Aim of the task: The lines to be copied are those below that contain "water".

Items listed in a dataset
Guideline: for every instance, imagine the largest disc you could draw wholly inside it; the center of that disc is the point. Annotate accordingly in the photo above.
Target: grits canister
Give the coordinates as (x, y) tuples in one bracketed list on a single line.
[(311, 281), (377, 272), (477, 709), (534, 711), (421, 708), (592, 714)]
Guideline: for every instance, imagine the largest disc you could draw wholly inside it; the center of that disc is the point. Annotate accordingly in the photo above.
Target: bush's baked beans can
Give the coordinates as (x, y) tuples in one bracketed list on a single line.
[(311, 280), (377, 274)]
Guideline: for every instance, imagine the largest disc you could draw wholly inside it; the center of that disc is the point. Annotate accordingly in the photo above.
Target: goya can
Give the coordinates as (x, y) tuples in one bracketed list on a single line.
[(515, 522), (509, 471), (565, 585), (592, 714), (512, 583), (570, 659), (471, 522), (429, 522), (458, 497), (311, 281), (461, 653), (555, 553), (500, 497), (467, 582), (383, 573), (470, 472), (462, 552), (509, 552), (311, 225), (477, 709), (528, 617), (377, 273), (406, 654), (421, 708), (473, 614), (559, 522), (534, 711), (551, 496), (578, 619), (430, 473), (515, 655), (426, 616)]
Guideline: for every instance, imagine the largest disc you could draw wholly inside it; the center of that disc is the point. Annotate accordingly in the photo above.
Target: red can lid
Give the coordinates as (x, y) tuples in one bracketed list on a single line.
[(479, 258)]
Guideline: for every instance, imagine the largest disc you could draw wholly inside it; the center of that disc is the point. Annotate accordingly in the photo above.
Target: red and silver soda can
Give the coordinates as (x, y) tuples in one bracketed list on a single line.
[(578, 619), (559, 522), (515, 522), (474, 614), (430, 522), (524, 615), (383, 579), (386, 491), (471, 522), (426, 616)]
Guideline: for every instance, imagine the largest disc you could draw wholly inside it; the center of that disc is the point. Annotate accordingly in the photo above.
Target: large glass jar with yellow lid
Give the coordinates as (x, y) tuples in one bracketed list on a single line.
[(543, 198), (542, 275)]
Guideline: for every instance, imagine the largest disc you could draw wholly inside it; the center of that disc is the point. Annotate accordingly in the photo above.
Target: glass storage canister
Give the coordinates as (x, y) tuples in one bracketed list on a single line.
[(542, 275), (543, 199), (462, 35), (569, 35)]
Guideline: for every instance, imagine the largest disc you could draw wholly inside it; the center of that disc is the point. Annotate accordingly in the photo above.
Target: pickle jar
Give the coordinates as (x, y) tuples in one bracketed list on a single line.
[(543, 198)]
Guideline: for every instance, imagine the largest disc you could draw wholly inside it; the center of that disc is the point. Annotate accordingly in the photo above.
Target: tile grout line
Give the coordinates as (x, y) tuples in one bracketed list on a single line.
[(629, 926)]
* * *
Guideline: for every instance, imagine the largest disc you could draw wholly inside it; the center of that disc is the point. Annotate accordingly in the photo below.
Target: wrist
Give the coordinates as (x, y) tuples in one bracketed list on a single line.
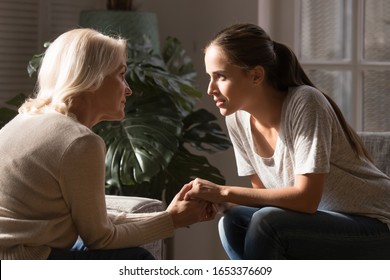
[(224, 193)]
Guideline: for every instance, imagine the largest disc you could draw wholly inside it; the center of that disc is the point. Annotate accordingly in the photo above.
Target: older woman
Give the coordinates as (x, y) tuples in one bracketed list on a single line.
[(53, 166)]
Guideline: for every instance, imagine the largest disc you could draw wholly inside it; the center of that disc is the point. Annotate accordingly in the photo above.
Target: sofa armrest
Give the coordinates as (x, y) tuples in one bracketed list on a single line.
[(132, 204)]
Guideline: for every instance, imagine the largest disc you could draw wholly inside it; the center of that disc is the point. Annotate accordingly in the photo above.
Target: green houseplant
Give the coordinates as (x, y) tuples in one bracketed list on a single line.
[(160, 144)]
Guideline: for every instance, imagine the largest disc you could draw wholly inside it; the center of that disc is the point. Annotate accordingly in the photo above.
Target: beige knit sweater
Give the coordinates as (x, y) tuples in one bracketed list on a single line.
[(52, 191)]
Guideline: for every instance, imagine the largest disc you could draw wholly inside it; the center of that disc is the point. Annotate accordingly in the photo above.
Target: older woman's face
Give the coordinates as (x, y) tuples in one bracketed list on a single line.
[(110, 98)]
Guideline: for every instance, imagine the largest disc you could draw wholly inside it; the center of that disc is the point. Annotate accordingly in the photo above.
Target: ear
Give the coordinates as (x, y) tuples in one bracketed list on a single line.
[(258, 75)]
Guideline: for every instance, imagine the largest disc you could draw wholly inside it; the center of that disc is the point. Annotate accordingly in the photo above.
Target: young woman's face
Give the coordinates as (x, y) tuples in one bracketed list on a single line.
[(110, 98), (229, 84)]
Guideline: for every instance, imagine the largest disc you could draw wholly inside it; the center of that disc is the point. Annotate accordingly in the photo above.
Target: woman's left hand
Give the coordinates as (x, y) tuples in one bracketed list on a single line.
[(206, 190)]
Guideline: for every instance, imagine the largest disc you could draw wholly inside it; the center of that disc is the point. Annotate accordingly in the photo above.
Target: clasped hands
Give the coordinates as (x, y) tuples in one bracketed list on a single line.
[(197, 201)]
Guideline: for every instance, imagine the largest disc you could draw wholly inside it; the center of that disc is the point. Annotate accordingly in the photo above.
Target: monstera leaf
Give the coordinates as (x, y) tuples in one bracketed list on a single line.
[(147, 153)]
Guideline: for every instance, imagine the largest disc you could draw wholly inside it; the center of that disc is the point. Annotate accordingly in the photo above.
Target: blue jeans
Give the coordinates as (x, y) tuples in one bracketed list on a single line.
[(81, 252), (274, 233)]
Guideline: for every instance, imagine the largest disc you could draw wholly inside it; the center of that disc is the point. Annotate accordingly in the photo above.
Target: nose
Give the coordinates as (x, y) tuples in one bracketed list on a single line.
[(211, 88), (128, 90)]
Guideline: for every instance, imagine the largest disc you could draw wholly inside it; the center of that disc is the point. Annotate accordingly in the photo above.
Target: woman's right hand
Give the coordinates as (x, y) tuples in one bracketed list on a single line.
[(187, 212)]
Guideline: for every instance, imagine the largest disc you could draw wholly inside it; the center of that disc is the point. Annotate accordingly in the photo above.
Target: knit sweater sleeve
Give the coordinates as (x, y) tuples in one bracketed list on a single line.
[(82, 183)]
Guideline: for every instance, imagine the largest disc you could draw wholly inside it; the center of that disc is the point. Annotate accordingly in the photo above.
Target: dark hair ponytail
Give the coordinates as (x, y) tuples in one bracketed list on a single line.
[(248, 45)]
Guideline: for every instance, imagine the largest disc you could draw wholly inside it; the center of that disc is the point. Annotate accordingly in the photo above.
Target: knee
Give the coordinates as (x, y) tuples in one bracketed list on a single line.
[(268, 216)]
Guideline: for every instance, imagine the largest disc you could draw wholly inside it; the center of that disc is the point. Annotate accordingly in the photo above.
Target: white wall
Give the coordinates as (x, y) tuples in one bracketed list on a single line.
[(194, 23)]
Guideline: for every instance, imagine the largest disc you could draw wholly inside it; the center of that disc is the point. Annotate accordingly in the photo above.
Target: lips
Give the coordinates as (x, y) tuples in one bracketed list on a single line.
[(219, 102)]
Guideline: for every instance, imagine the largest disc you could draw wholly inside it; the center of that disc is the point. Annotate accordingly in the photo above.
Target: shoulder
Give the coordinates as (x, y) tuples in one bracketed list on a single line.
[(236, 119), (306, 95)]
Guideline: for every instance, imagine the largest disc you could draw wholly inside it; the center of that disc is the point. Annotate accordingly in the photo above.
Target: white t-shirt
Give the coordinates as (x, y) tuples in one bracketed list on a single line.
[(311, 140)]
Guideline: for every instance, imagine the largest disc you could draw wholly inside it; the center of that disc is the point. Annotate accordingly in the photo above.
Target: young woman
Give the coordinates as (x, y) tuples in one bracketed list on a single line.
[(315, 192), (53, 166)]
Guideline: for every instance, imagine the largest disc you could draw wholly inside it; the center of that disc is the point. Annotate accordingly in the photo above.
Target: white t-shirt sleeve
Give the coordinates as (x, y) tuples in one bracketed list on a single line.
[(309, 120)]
---
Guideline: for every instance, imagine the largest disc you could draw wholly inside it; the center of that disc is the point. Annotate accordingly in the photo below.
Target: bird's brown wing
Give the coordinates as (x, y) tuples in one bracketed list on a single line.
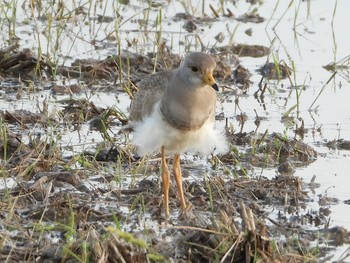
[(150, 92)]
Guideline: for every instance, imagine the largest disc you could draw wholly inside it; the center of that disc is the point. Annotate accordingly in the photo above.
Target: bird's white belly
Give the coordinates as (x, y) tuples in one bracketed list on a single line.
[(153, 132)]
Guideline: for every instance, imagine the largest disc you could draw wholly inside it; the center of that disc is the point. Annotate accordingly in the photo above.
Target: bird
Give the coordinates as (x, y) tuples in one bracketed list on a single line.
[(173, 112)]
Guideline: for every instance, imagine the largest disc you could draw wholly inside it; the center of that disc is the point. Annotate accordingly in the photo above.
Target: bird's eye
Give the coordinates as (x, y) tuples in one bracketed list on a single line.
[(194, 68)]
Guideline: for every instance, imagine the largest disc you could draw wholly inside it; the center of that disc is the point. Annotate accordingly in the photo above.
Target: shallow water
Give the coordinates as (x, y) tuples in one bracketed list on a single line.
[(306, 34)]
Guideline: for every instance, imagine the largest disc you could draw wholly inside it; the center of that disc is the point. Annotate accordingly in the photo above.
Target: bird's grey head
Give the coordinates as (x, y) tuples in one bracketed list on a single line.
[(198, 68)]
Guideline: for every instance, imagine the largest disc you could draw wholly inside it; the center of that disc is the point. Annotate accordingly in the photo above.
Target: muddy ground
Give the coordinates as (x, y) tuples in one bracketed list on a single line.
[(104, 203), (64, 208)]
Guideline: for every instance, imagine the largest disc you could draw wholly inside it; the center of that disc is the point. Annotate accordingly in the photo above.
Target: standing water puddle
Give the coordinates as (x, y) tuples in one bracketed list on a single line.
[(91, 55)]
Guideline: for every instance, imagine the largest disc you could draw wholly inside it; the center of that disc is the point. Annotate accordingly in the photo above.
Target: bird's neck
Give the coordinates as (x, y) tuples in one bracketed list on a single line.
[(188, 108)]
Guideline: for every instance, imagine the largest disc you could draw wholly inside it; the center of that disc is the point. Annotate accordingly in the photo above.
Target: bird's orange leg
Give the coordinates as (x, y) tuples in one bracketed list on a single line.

The answer:
Target: shallow water
Target: standing water puddle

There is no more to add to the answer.